## Directions:
Nothing in the records may be changed; retype them in full.

*** Opening of Data extract ***

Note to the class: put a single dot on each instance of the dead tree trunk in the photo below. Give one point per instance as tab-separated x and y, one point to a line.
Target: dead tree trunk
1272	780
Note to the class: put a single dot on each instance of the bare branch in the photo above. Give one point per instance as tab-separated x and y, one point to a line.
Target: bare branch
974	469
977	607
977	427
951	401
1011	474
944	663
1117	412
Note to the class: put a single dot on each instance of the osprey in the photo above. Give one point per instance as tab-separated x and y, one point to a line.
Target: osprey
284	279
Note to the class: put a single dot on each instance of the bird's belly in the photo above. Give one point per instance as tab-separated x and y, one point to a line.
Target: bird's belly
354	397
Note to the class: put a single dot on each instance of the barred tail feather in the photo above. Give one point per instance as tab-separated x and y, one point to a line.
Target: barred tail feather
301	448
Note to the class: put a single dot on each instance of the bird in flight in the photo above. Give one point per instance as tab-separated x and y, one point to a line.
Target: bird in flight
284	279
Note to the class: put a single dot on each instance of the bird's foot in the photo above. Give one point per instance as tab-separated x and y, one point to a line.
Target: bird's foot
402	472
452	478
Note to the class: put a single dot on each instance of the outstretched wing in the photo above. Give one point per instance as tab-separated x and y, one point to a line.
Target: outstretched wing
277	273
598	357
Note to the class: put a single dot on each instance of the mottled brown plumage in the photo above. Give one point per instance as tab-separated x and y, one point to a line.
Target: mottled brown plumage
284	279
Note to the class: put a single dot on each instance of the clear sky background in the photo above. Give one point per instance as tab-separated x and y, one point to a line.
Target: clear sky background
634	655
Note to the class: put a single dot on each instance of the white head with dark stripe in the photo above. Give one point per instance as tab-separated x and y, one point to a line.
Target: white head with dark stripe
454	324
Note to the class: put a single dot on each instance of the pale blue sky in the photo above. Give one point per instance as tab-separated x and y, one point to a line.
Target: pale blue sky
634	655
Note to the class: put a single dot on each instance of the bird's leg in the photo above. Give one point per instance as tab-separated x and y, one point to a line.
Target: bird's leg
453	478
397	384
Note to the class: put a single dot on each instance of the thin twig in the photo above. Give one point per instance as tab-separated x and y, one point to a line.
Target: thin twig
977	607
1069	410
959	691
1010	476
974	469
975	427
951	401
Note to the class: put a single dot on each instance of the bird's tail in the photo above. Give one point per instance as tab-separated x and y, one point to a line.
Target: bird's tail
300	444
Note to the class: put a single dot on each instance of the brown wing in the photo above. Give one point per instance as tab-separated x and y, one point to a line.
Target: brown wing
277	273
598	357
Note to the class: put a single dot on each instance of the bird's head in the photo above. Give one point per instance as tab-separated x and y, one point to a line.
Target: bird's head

*** Close of Data extract ***

## Final answer:
Note to the class: put a single dot on each instance of the dead tree trunk in the photo below. Give one point per instance as tab-separated x and y, one point to a line.
Target: dead tree trunk
1272	780
Note to the class: put a single dot on each instance of the bare branch in the photo above. Give one point per instance as tab-separated x and y, one point to a line.
Target: bare branch
974	469
977	607
977	427
951	401
1011	474
944	663
1117	412
Note to the class: put a single dot on each instance of the osprey in the photo above. Give one point per instance as tab-separated x and y, one point to a line.
Target: osprey
284	279
Note to the class: put a single dot on each instance of the bird's belly in the photo above. Give one point per instance as tab-separated x and y, one point to a line.
Target: bird's belly
354	397
Note to the class: put a single dot on each instance of the barred tail feather in the photo above. Give one point per instance as tab-separated x and y, one point to a line.
Target: barred tail feather
301	448
Note to the class: put a single dot on each instance of the bird in flight in the photo above. Give one point per instance as tab-separated x and y, one point to a line.
Target: bird in flight
284	279
Note to the class: put a single dot on each instance of the bird's foot in the photo above. Give one point per instance as tab-separated x and y, one point to a line.
Target: bird's foot
402	472
452	478
Note to the class: put a single dot on each instance of the outstretched wing in the photo above. Give one point per instance as tab-separated x and y, one point to a line.
Target: outstretched wing
277	273
598	357
Note to the class: put a single dot on each instance of the mottled brown plumage in the photo above. Give one point per instance as tab-separated x and y, one point to a line.
Target: mottled brown plumage
284	279
Note to the class: put a single dot on each instance of the clear sky background in the photo above. Give one point per instance as tab-separated x and y, one point to a line.
Target: clear sky background
634	655
Note to the class: put a single dot on each instance of the white head with dark stripe in the photo above. Give one point per instance as tab-separated x and y, one point to a line.
Target: white head with dark stripe
454	324
Note to the class: put a single dot on each instance of the pale blue sky in the photo above. Give one point per instance as tab-separated x and y, one point to a line.
Target: pale blue sky
634	655
Note to the class: put a single dot on each instance of the bird's leg in the photo above. Give one point per instance as tab-separated x and y, one point to a line.
Target: bird's leg
453	478
397	384
Note to the class: put a single dot on each instance of the thin twig in the photo above. Give one point per instance as tab-separated x and y, one point to a line.
Target: thin twig
977	607
1069	410
959	691
1010	476
974	469
975	427
951	401
Note to the class: put a single dot on each instance of the bird's tail in the photo above. Give one point per instance as tab-separated x and y, one point to a line.
Target: bird's tail
300	444
Note to the class: put a single dot on each instance of the brown wing in the photo above. Give one point per instance as tab-separated x and y, one point to a line.
Target: brown wing
277	273
598	357
Note to the class: put a single dot on each instance of the bird's head in the photo above. Give one point per instance as tab-separated x and y, one point to a line.
Target: bird's head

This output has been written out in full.